▶ **What to work on**
The output should be identical to the entries that follow.

---------- Extracted data

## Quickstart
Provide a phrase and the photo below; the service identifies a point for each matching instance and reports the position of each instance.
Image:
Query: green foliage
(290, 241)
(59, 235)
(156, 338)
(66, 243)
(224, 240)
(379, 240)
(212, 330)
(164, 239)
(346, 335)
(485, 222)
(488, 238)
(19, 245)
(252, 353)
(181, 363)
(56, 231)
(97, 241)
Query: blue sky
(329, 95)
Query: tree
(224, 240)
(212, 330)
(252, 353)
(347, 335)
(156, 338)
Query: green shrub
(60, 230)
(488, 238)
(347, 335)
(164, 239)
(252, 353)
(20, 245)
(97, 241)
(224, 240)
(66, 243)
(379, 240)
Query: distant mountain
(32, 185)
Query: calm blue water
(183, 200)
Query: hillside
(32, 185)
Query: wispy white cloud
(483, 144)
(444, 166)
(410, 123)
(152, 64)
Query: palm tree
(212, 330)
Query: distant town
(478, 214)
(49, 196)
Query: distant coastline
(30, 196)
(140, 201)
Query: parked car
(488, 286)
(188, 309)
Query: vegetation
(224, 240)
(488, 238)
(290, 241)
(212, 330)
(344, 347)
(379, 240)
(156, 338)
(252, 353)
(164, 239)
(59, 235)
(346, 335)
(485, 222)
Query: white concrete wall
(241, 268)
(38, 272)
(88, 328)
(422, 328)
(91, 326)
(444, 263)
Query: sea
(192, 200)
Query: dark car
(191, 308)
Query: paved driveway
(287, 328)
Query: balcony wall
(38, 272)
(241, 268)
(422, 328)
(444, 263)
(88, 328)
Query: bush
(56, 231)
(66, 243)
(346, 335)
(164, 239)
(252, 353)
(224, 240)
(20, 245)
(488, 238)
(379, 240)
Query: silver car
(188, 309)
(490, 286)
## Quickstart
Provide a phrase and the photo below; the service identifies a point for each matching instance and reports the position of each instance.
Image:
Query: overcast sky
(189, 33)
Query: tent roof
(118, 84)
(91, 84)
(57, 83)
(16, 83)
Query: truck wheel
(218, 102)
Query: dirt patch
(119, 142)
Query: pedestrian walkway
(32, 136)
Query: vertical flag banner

--------------------

▶ **Answer box**
## Quickstart
Provide a phrase and the photo below; the service identifies a point for each matching instance and reports the position of each instance.
Image:
Query: green foliage
(290, 241)
(59, 235)
(156, 338)
(66, 243)
(224, 240)
(379, 240)
(212, 330)
(164, 239)
(346, 335)
(485, 222)
(488, 238)
(19, 245)
(252, 353)
(181, 363)
(56, 231)
(97, 241)
Query: blue sky
(329, 95)
Query: tree
(224, 240)
(212, 330)
(252, 353)
(347, 335)
(156, 338)
Query: green shrub
(60, 230)
(488, 238)
(347, 335)
(164, 239)
(252, 353)
(20, 245)
(97, 241)
(224, 240)
(66, 243)
(379, 240)
Query: distant mountain
(32, 185)
Query: calm blue water
(183, 200)
Query: hillside
(32, 185)
Query: wispy white cloud
(483, 144)
(444, 166)
(410, 123)
(152, 64)
Query: palm tree
(212, 330)
Query: distant town
(478, 214)
(49, 196)
Query: distant coastline
(30, 196)
(140, 201)
Query: parked car
(488, 286)
(188, 309)
Query: vegetation
(224, 240)
(488, 238)
(290, 241)
(212, 330)
(344, 347)
(379, 240)
(156, 338)
(252, 353)
(164, 239)
(59, 235)
(346, 335)
(485, 222)
Query: white concrete wall
(241, 268)
(38, 272)
(88, 328)
(422, 328)
(91, 326)
(444, 263)
Query: sea
(192, 200)
Query: dark car
(191, 308)
Query: paved driveway
(287, 328)
Query: balcony wall
(38, 272)
(241, 268)
(422, 328)
(444, 263)
(88, 328)
Query: bush
(56, 231)
(66, 243)
(346, 335)
(164, 239)
(252, 353)
(224, 240)
(20, 245)
(488, 238)
(379, 240)
Query: silver car
(188, 309)
(490, 286)
## Quickstart
Provide a phrase and the photo below; the service identifies a point for each matching instance and reports the position of each instance.
Image:
Query: overcast sky
(189, 33)
Query: tent roof
(118, 84)
(91, 84)
(57, 83)
(16, 83)
Query: truck wheel
(218, 102)
Query: dirt patch
(119, 142)
Query: pedestrian walkway
(32, 136)
Query: vertical flag banner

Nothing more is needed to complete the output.